Way back in 1934 Hollywood Instituted the Hays Code which had a deleterious effect on the portrayal of Strong Women in Hollywood that seems to have lasted almost to present times. A while back, I wrote about the demise of the Hays Code but I didn’t examine its long-lasting negative impact on strong women at that time. My thoughts on the Hays Code and its correlation with the lack of strong women in Hollywood came to my attention last night when I was watched a Pre-Code movie called The Silver Cord.
In the Silver Cord a woman scientist, portrayed magnificently by Irene Dunn, is married to a young architect. He is offered a job at a prestigious New York architectural firm. She is, from the first moments of the film, a strong woman. She is a biologist working in a lab and clearly skilled and intelligent. When she makes it clear she will accompany her husband to New York and take a position at a laboratory that offered her a position some time ago, her boss laments her leaving but tells her she is the sort of woman who must have both a career and a marriage, that it is not a choice of one or the other.

--

COMPLETE THE FOLLOWING »
a. Extract the passage of the Hays Code essay between "Way back in" and "The Silver Cord.", inclusive.
b. Continue the essay on the Hays Code and The Silver Cord from its last sentence.

--

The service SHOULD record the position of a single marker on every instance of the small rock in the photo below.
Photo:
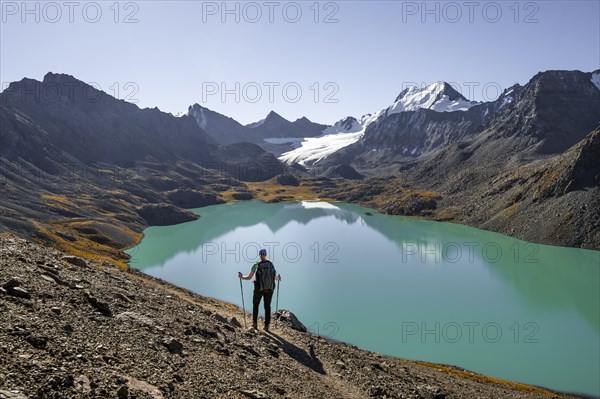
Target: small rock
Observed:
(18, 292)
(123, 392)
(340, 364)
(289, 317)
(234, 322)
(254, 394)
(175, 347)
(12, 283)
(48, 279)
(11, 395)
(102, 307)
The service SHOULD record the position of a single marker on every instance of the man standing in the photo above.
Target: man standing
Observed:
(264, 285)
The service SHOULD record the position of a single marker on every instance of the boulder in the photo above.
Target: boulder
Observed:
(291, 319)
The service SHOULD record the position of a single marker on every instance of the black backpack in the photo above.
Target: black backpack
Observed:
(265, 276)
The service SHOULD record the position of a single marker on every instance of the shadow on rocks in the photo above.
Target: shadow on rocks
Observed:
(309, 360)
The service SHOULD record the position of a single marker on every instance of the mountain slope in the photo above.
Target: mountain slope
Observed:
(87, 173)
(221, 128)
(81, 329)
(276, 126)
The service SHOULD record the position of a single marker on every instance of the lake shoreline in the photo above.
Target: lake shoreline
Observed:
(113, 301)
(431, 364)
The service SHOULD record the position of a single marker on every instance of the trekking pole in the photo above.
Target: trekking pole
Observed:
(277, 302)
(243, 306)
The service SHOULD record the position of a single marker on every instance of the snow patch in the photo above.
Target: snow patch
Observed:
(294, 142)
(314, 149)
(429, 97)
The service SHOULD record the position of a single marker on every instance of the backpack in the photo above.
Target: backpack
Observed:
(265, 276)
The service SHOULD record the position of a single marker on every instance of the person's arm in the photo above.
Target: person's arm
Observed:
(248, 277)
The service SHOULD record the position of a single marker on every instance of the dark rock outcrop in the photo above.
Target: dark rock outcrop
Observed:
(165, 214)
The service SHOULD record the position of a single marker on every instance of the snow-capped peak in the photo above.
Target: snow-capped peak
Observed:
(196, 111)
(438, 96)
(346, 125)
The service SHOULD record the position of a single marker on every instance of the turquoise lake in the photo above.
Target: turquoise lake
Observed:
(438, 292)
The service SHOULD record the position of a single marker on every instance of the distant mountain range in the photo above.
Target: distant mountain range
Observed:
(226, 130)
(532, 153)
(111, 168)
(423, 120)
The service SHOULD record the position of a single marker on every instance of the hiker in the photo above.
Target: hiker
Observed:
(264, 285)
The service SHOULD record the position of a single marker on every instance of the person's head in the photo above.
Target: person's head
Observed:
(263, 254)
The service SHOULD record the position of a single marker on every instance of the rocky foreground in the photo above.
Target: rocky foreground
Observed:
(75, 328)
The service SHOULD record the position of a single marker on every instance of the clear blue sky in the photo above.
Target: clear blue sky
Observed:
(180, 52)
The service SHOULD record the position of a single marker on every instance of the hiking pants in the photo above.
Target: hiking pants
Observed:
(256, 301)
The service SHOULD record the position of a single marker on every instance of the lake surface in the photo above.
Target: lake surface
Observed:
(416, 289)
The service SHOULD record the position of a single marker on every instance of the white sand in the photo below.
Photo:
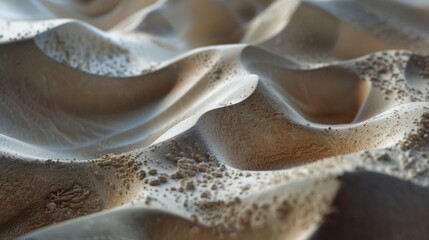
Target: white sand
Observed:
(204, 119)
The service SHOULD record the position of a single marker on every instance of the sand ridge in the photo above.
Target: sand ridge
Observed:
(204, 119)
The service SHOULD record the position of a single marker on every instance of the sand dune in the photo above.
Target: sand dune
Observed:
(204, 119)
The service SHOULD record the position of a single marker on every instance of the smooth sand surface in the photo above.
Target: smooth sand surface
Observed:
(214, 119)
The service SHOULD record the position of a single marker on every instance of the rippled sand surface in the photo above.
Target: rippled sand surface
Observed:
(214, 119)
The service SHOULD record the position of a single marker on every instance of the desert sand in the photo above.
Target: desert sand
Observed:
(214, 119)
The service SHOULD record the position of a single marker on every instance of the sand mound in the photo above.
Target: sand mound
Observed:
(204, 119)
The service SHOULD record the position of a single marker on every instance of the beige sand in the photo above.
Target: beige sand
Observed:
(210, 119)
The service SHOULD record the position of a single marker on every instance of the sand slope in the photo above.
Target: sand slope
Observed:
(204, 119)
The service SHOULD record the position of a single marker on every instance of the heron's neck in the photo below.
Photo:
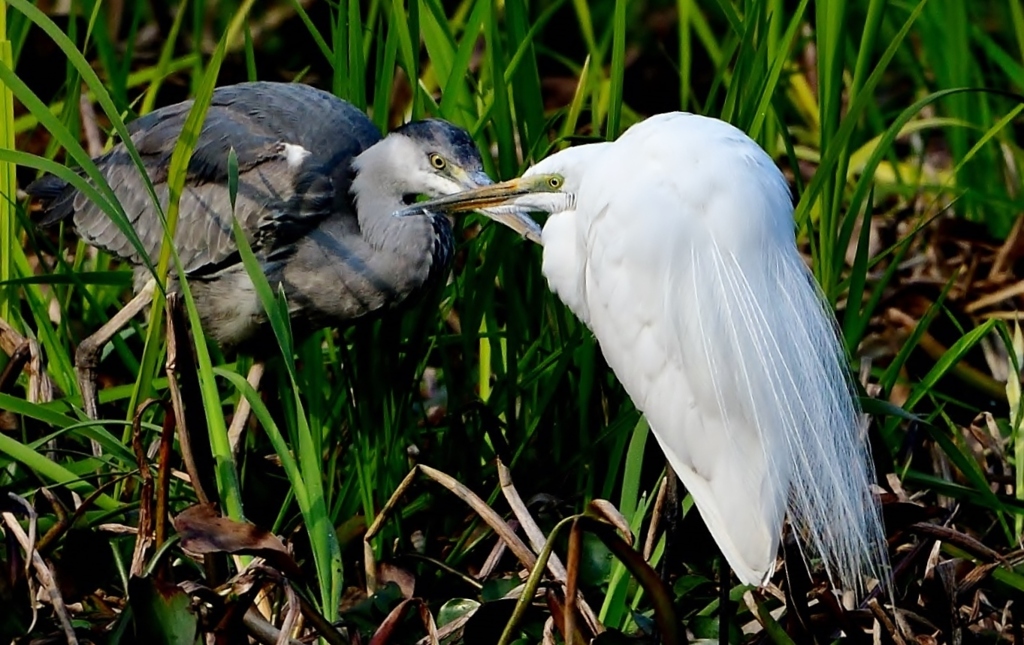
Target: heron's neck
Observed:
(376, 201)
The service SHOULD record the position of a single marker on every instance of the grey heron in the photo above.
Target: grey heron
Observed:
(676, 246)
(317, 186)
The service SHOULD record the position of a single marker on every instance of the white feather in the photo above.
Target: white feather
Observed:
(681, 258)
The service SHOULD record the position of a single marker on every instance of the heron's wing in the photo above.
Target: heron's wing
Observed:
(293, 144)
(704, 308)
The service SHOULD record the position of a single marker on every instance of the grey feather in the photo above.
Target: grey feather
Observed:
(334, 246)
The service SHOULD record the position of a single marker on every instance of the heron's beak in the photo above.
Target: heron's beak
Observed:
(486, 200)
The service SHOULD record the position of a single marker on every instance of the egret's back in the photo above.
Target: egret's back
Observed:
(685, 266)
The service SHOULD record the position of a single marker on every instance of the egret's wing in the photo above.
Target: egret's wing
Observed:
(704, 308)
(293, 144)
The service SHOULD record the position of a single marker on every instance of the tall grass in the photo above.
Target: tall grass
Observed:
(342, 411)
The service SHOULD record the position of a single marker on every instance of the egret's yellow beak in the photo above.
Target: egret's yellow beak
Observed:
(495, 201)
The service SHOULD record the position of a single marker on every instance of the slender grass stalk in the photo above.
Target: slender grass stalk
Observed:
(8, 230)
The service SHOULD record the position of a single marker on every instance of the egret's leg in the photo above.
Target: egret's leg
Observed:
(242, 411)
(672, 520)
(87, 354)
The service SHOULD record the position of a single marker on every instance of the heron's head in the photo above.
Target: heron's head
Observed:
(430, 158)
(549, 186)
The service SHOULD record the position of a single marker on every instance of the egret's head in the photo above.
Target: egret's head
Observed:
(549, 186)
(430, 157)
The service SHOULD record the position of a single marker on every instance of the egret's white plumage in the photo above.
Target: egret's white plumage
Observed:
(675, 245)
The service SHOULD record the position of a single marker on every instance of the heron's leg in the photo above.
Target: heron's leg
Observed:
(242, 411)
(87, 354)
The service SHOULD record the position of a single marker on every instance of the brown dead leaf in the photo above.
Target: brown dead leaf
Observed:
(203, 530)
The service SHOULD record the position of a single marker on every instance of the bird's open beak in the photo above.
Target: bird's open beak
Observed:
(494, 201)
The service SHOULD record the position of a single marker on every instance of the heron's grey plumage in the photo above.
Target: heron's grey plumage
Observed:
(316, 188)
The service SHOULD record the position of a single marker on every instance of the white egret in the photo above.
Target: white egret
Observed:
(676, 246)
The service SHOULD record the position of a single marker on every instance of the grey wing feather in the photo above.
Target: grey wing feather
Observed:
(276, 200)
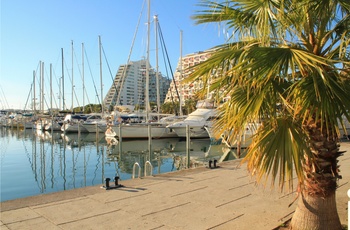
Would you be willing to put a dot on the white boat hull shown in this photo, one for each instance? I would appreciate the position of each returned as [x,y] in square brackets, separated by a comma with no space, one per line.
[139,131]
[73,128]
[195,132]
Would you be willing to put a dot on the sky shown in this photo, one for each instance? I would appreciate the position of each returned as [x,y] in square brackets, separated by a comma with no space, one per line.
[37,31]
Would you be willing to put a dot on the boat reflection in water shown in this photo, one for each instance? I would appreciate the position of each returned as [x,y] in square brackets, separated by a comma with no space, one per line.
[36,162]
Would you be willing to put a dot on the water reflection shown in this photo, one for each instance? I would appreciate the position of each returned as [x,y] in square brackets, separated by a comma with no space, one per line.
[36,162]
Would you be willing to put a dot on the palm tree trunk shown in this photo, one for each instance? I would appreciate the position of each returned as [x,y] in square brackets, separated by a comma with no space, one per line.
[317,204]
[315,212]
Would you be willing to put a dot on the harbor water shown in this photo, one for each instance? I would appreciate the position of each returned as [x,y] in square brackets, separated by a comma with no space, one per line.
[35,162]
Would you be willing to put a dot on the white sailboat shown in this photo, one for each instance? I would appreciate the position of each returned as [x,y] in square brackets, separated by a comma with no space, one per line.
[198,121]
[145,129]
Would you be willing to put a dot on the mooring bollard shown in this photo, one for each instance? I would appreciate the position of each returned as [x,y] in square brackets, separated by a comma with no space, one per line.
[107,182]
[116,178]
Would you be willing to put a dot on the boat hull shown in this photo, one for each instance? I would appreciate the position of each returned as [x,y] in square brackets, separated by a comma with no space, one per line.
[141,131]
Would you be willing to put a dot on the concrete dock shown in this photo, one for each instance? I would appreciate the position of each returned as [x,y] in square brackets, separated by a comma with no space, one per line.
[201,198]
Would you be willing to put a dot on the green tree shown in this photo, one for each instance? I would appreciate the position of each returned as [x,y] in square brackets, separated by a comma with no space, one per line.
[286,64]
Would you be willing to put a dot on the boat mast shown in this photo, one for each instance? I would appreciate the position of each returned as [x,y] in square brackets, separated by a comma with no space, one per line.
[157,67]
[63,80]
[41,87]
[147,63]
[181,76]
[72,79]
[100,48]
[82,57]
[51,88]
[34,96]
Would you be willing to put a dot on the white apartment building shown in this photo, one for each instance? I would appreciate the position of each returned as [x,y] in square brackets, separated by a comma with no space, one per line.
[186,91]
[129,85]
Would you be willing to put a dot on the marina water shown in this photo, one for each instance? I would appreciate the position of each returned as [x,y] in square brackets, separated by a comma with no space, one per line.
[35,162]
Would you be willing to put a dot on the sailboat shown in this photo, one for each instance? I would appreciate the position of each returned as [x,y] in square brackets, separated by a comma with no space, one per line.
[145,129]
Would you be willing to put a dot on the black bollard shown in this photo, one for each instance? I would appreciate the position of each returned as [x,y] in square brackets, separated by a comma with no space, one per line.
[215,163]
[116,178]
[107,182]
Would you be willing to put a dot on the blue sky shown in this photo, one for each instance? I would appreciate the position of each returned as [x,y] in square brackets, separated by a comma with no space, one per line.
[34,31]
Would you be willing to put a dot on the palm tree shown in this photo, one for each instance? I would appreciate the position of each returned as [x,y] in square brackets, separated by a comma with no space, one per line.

--

ANSWER SET »
a.
Way back in 1934 Hollywood Instituted the Hays Code which had a deleterious effect on the portrayal of Strong Women in Hollywood that seems to have lasted almost to present times. A while back, I wrote about the demise of the Hays Code but I didn’t examine its long-lasting negative impact on strong women at that time. My thoughts on the Hays Code and its correlation with the lack of strong women in Hollywood came to my attention last night when I was watched a Pre-Code movie called The Silver Cord.

b.
I don’t want to get too wrapped up in the plot of the movie and how Christine, Dunn’s character, proves time and time again to be not only a strong woman but also a woman. She likes being married and very much cherishes the idea of motherhood. This is the sort of character long absent in Hollywood. She is not just a stereotypical male protagonist being portrayed by a female actor but she is a strong woman in every sense of the word.
Did the Hays Code destroy this sort of portrayal of women? It’s hard to argue against the idea. In 1933 a woman was being portrayed as a scientist, a wife, and a potential mother. She stands up to her husband and tells him if he cannot cut the Silver Cord of his overbearing mother, she will move on without him. That she cannot stand to see his career and life stifled, that is not the sort of man she can tolerate. Her soliloquy is bold, strong, and independent.
It was claimed the Hays Code was implemented to protect We the People from the degenerate influence of movies but one suspects it was fashioned, part and parcel, from the fear of white men that ideas, good ideas, were promulgating and influencing us. How often do we see that same mantra when it comes to censorship? We must be protected, like children, by the politicians.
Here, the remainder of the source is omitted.